TEXT

I always go back to the Maya Angelou quote, which at this point has been used to death, but I guess that's because it's a good one.
"When someone shows you who they are, believe them the first time."
When you're a kid, decisions are usually made for you. I made friends in first grade and they remained my friends through eighth grade. I was bullied in first grade, and those bullies never became my friends, not even 60 years later. It was a simpler time. As adults, with a lot more experience under our belts and time spent in the trenches of real life, we learn to manipulate. Put on a happy face for a few hours to impress someone and then spend the ride home trashing them with your loved ones. I can't do that because I apparently wear my heart on both sleeves. I'm usually miserable when I arrive at a place I don't want to be and let the situation play itself out. You know what you're getting.
I probably should have stopped trying to be a neighbor after the first three times I was ignored. But contrary to popular belief, I'm really a softie at heart. I love the idea of neighbors you can talk to and count on. I'd be the first to help you if I was able to. I have a few friends who know, if I only have $20 in my pocket, which has been the case lately, I am still buying you a beer with ten of it.

TASK REQUIREMENTS
[1] Copy the passage word for word, from "When you're a" to "what you're getting.".
[2] Answer these questions from the passage:
(a) Whose quote does the writer always go back to?
(b) Through what grade did the writer's first-grade friends remain friends?
(c) With only $20 in pocket, how much would the writer spend buying a friend a beer?
[3] Rewrite the passage's paragraph beginning "I probably should have stopped" in a shorter form that keeps its main facts.

DATASET CONTENT
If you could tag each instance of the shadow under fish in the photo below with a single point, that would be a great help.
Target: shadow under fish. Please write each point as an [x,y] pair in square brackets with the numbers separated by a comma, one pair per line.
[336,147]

SET OF ANSWERS
[1]
When you're a kid, decisions are usually made for you. I made friends in first grade and they remained my friends through eighth grade. I was bullied in first grade, and those bullies never became my friends, not even 60 years later. It was a simpler time. As adults, with a lot more experience under our belts and time spent in the trenches of real life, we learn to manipulate. Put on a happy face for a few hours to impress someone and then spend the ride home trashing them with your loved ones. I can't do that because I apparently wear my heart on both sleeves. I'm usually miserable when I arrive at a place I don't want to be and let the situation play itself out. You know what you're getting.

[2]
(a) Maya Angelou's
(b) Eighth grade
(c) Ten dollars

[3] I probably should have quit trying to be a neighbor after being ignored three times, but I'm a softie who loves the idea of neighbors you can talk to and count on. I'd be first to help if I could, and a few friends know that even with only $20 in my pocket, as lately, I'd spend ten of it buying them a beer.